● WHAT THE TASK ASKS
Read the listing below and copy out every line that holds "query".

● MATERIAL SUPPLIED
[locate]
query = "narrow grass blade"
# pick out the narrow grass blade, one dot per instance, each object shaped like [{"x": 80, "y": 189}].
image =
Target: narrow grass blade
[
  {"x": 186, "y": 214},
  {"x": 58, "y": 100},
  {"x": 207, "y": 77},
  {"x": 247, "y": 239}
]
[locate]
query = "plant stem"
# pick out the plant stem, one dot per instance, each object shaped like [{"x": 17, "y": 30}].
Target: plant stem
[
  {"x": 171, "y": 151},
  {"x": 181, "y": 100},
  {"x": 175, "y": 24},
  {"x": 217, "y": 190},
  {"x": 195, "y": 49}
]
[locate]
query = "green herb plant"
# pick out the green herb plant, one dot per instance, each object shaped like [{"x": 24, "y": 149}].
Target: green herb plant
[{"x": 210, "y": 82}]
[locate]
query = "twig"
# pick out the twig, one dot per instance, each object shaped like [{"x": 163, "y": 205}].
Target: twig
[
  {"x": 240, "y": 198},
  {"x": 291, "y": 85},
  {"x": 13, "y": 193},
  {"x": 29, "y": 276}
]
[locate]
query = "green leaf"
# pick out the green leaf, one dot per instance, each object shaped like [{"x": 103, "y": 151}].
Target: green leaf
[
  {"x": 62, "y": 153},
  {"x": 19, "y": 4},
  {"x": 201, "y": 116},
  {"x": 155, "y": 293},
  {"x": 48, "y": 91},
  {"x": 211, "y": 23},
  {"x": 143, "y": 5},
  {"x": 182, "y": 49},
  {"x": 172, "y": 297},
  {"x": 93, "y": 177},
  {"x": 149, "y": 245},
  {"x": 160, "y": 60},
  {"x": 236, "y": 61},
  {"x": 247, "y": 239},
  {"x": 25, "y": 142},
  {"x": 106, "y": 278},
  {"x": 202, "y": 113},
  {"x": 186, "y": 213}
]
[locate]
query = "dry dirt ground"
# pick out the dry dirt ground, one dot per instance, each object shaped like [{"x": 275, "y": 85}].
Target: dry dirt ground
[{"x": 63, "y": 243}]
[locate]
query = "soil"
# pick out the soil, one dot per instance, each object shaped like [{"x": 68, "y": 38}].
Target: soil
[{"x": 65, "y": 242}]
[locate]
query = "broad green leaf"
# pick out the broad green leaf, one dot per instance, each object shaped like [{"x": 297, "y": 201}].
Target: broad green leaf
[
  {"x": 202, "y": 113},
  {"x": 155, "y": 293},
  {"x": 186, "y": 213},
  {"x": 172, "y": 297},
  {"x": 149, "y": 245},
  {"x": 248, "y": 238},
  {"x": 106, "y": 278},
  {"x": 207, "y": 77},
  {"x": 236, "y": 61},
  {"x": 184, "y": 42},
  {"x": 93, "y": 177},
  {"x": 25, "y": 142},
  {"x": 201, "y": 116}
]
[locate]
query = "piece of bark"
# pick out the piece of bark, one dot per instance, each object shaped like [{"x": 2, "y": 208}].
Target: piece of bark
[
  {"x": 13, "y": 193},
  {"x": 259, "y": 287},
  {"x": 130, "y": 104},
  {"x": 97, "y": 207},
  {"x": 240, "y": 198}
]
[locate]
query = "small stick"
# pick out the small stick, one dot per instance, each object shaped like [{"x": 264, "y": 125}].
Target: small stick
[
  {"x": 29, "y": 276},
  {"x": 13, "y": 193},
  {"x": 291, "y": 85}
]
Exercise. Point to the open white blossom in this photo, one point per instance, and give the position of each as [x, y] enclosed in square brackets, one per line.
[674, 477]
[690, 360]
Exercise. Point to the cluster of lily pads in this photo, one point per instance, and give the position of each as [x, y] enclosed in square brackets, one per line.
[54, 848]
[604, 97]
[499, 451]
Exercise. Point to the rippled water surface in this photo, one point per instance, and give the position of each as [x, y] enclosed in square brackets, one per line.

● TASK ANSWER
query = "narrow grass blade"
query = "plant stem"
query = "green herb plant"
query = "twig"
query = "green leaf"
query = "dry dirt ground"
query = "soil"
query = "broad green leaf"
query = "piece of bark"
query = "small stick"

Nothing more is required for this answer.